#### Things to do
1. According to the text on moral injury and community repair, whose seminal work introduced the terminology of "soul repair"?
2. Pick up the text on moral injury and community repair right after its last line and keep it going.

#### Text provided
-*-
The significance of “repair” has existed in the moral injury discourse since the seminal work of Brock and Lettini (2012) introduced the terminology of “soul repair.” However, the matter of where the “repair” is meant to take place becomes a quandary that must be attended to sincerely. It is not sufficient to address repair in an isolated, invidual sense; repair must be a collective undertaking. By examining these instances of recovery through community-based reparative action, the deficits in our current response to moral injury as a PTSD-adjacent clinical matter come into focus. The Western clinical-medical paradigm is not capable of fully addressing the needs of the moral injured because it is not designed to respond to the demands created by moral transgressions (i.e. injustices). Without community-based reparative action a person develops a learned helplessness resulting in worsening social-relational isolation, destructive behaviors, depression, etc. (Seligman, 1975).

Because moral injury is social-relational in nature, recovery must integrate pro-social reparative action rooted in an engaged, trustworthy and compassionate community. This paper will address how these three community-based reparative action approaches are effective: (1) by functioning as an engaged, trustworthy, and compassionate community; and (2) by exercising moral responsibility as a collective matter not an individual pathology.

 

 

References

Brock, R. & Lettini, G. (2012). Soul repair: Recovering from moral injury after war. Boston, MA: Beacon Press.

Doehring, C. (2015). Resilience as the relational ability to spiritually integrate moral stress. Pastoral Psychology, 64(5): 635-649.

Drescher, K. D., & Foy, D. W. (2010). When horror and loss intersect: Traumatic experiences and traumatic bereavement. Pastoral Psychology, 59, 147–158.
-*-
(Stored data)

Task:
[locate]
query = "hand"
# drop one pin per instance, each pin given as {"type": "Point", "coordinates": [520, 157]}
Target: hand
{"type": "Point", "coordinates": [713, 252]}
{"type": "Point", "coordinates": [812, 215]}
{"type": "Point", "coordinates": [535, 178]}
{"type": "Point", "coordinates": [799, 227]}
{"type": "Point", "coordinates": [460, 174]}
-*-
#### Answers in order
1. Brock and Lettini (2012) introduced the terminology of "soul repair."

2.
Evans, W. et al (2020). The moral injury workbook: Acceptance and Commitment Therapy skills. Oakland, CA: New Harbinger Publications.

Herman, J. (1997). Trauma and recovery. New York, NY: Basic Books.

Herman, J. (2011). Posttraumatic stress disorder as a shame disorder. In R. L. Dearing & J. P. Tangney (Eds.), Shame in the therapy hour (pp. 261-275). Washington, DC: American Psychological Association.

Herman, J. (2023). Truth and repair: How trauma survivors envision justice. New York, NY: Basic Books.

Kinghorn, W. (2012). Combat trauma and moral fragmentation: A theological account of moral injury. Journal of the Society of Christian Ethics, 32(2), 57-74.

Moon, Z. (2017). 'Turn now, my vindication is at stake': Military moral injury and communities of faith. Pastoral Psychology.

Moon, Z. (2019). Warriors between worlds: Moral injury and identities in crisis. New York, NY: Lexington Books.

Seligman, M. (1975). Helplessness: On depression, development, and death. San Francisco, CA: W. H. Freeman and Company.

Abstract for Online Program Book (maximum 150 words)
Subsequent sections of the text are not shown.